**Exercise instructions**. Update every item below by replacing "one keypoint each" with "one keypoint per instance", keeping all other text unchanged.

(Pointing dataset items)
....

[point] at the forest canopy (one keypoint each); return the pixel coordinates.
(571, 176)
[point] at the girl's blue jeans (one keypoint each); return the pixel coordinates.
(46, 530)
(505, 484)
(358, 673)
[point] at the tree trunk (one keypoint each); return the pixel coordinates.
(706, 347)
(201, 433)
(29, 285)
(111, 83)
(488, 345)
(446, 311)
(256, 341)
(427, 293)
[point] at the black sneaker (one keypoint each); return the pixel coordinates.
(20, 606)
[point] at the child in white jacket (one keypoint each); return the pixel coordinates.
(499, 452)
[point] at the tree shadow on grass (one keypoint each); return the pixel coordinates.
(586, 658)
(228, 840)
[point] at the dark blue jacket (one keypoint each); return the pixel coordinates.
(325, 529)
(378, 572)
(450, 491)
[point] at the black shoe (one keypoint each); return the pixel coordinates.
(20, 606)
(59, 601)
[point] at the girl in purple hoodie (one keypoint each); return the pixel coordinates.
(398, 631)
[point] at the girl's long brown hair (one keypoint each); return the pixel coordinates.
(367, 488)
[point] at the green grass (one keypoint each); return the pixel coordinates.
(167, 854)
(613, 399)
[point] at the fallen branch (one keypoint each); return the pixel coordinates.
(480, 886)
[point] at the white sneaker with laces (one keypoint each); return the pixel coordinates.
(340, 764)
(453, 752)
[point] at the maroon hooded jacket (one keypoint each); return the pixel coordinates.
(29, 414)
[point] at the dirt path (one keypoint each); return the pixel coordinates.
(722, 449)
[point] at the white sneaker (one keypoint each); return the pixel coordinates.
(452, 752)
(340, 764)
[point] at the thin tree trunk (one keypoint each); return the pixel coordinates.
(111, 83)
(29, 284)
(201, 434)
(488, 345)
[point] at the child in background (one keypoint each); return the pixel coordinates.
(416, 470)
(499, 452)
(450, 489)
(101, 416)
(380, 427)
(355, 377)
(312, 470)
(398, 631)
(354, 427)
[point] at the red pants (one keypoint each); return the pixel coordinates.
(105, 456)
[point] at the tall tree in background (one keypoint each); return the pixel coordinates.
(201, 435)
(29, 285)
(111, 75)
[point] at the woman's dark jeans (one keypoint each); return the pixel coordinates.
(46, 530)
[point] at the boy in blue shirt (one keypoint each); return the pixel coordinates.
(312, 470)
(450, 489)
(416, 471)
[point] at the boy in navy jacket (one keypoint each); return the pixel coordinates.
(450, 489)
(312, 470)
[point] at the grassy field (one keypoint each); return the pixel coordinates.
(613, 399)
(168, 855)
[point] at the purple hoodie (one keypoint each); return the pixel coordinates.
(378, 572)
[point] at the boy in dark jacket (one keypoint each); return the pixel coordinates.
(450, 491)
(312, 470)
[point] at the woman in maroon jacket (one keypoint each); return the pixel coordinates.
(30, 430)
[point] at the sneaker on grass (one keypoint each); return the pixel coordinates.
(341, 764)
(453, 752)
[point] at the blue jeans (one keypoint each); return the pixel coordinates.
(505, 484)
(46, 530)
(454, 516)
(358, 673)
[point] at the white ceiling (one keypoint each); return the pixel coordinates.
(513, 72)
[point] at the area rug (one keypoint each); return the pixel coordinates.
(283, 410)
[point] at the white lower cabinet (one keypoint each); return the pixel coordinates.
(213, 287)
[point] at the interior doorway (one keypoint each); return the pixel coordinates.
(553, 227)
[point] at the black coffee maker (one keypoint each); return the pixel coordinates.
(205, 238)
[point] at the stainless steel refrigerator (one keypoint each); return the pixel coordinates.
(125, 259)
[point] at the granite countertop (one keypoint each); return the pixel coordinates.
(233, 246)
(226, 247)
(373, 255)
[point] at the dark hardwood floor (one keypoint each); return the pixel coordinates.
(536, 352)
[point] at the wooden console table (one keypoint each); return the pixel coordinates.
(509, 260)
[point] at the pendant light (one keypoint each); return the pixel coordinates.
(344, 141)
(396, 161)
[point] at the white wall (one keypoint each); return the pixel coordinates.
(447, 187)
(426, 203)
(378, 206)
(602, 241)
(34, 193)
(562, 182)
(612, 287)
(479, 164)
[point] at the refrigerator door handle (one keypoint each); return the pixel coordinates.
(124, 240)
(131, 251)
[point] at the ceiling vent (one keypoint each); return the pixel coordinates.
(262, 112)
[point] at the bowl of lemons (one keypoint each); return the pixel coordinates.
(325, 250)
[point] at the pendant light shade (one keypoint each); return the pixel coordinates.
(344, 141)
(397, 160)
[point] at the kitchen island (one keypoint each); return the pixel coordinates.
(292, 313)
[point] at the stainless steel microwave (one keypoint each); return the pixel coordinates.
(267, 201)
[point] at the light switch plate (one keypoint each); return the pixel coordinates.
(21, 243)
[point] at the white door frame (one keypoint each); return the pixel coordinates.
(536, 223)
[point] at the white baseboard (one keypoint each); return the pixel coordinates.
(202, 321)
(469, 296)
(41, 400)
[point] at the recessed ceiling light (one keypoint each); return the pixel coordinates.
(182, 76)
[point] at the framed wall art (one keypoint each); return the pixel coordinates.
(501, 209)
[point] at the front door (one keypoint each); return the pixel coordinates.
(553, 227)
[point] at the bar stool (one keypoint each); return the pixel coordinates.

....

**The output**.
[point] at the forest canopy (one keypoint per instance); return the pixel coordinates.
(571, 176)
[point] at the girl's blue jeans (one keypoint per instance); return the pixel coordinates.
(46, 530)
(505, 484)
(358, 673)
[point] at the tree trunk (one keypoint per instance); return the pixel coordinates.
(706, 347)
(201, 433)
(29, 285)
(111, 83)
(488, 345)
(446, 311)
(256, 341)
(427, 293)
[point] at the black sneaker (one keypoint per instance); return the pixel coordinates.
(20, 606)
[point] at the child in white jacket (one keypoint per instance); return the pixel coordinates.
(499, 452)
[point] at the tree shadow on grass (one keypoint per instance); return the pixel coordinates.
(586, 658)
(228, 840)
[point] at the dark blue jacket (one keypoint per instance); return the pixel coordinates.
(325, 529)
(378, 572)
(450, 491)
[point] at the black shoe (one keypoint per instance); return the pixel coordinates.
(20, 606)
(59, 601)
[point] at the girl in purple hoodie (one keypoint per instance); return the pixel coordinates.
(398, 631)
[point] at the girl's long brown hair (one keypoint per instance); return the pixel coordinates.
(367, 488)
[point] at the green grass (one keypoint per instance); return the pixel coordinates.
(167, 854)
(613, 399)
[point] at the fallen branch (one keypoint per instance); return the pixel coordinates.
(480, 886)
[point] at the white sneaker with laces (one keypoint per instance); return the pixel coordinates.
(340, 764)
(453, 752)
[point] at the maroon hooded jacket (one keypoint per instance); return the pixel coordinates.
(29, 414)
[point] at the dirt path (one keypoint per instance); return the pixel coordinates.
(722, 449)
[point] at the white sneaker (one keypoint per instance); return the pixel coordinates.
(452, 752)
(340, 764)
[point] at the thin tree trunk (one keypoint per instance); return the pixel coordinates.
(111, 83)
(29, 284)
(201, 434)
(488, 345)
[point] at the child in background (one keypoint per instance); return the pixel coordinates.
(416, 470)
(499, 452)
(450, 489)
(101, 416)
(380, 427)
(355, 377)
(312, 470)
(398, 631)
(354, 427)
[point] at the red pants (one keypoint per instance); return the pixel coordinates.
(105, 456)
[point] at the tall tree in background (one keypoint per instance); return the pixel coordinates.
(201, 435)
(29, 285)
(111, 75)
[point] at the woman's dark jeans (one keypoint per instance); return the pixel coordinates.
(46, 530)
[point] at the boy in blue shirt (one keypoint per instance); return the pixel coordinates.
(312, 470)
(450, 489)
(416, 471)
[point] at the boy in navy jacket (one keypoint per instance); return the pixel coordinates.
(450, 489)
(312, 470)
[point] at the grassy field (one keypoint per instance); return the pixel coordinates.
(613, 399)
(168, 855)
[point] at the purple hoodie (one keypoint per instance); return the pixel coordinates.
(378, 572)
[point] at the boy in dark jacket (one keypoint per instance); return the pixel coordinates.
(450, 491)
(312, 470)
[point] at the woman in maroon jacket (one keypoint per instance); return the pixel coordinates.
(30, 430)
[point] at the sneaker on grass (one keypoint per instance); return the pixel coordinates.
(341, 764)
(453, 752)
[point] at the blue jeans (one keypoint per instance); return the pixel coordinates.
(505, 484)
(46, 530)
(454, 516)
(358, 673)
[point] at the white ceiling (one keypoint per instance); return the pixel coordinates.
(513, 72)
[point] at the area rug (one keypoint per instance); return the pixel coordinates.
(283, 410)
[point] at the white lower cabinet (one keypoint per instance); return the pixel coordinates.
(213, 287)
[point] at the interior doorway (one keypoint per instance); return the pixel coordinates.
(553, 227)
[point] at the black coffee maker (one keypoint per instance); return the pixel coordinates.
(205, 238)
[point] at the stainless steel refrigerator (one keypoint per instance); return the pixel coordinates.
(125, 259)
[point] at the granite countertop (one keypoint per instance); return the pixel coordinates.
(233, 246)
(226, 247)
(373, 255)
[point] at the dark hardwood floor (one keypoint per instance); return the pixel coordinates.
(536, 352)
[point] at the wooden console table (one keypoint per instance); return the pixel coordinates.
(509, 260)
[point] at the pendant light (one keypoint per instance); return the pixel coordinates.
(344, 141)
(396, 161)
[point] at the white wall (one keypoint per instance); return the pixel coordinates.
(447, 187)
(426, 203)
(378, 206)
(602, 241)
(34, 193)
(562, 182)
(612, 287)
(479, 164)
[point] at the refrigerator door handle (one keypoint per instance); return the pixel coordinates.
(124, 240)
(131, 251)
[point] at the ceiling vent (one keypoint per instance); return the pixel coordinates.
(262, 112)
[point] at the bowl of lemons (one keypoint per instance); return the pixel coordinates.
(325, 250)
[point] at the pendant light shade (one keypoint per instance); return the pixel coordinates.
(344, 141)
(397, 160)
[point] at the kitchen island (one keypoint per instance); return the pixel coordinates.
(292, 313)
[point] at the stainless steel microwave (one keypoint per instance); return the pixel coordinates.
(267, 201)
[point] at the light switch plate (one keypoint per instance); return the pixel coordinates.
(21, 243)
[point] at the white door frame (one keypoint per instance); return the pixel coordinates.
(536, 223)
[point] at the white baseboard (one keypoint per instance); return the pixel coordinates.
(202, 321)
(469, 296)
(41, 400)
[point] at the recessed ceiling light (one keypoint per instance); return the pixel coordinates.
(182, 76)
[point] at the framed wall art (one keypoint per instance); return the pixel coordinates.
(501, 209)
[point] at the front door (one keypoint per instance); return the pixel coordinates.
(553, 227)
[point] at the bar stool (one keypoint per instance); return the pixel coordinates.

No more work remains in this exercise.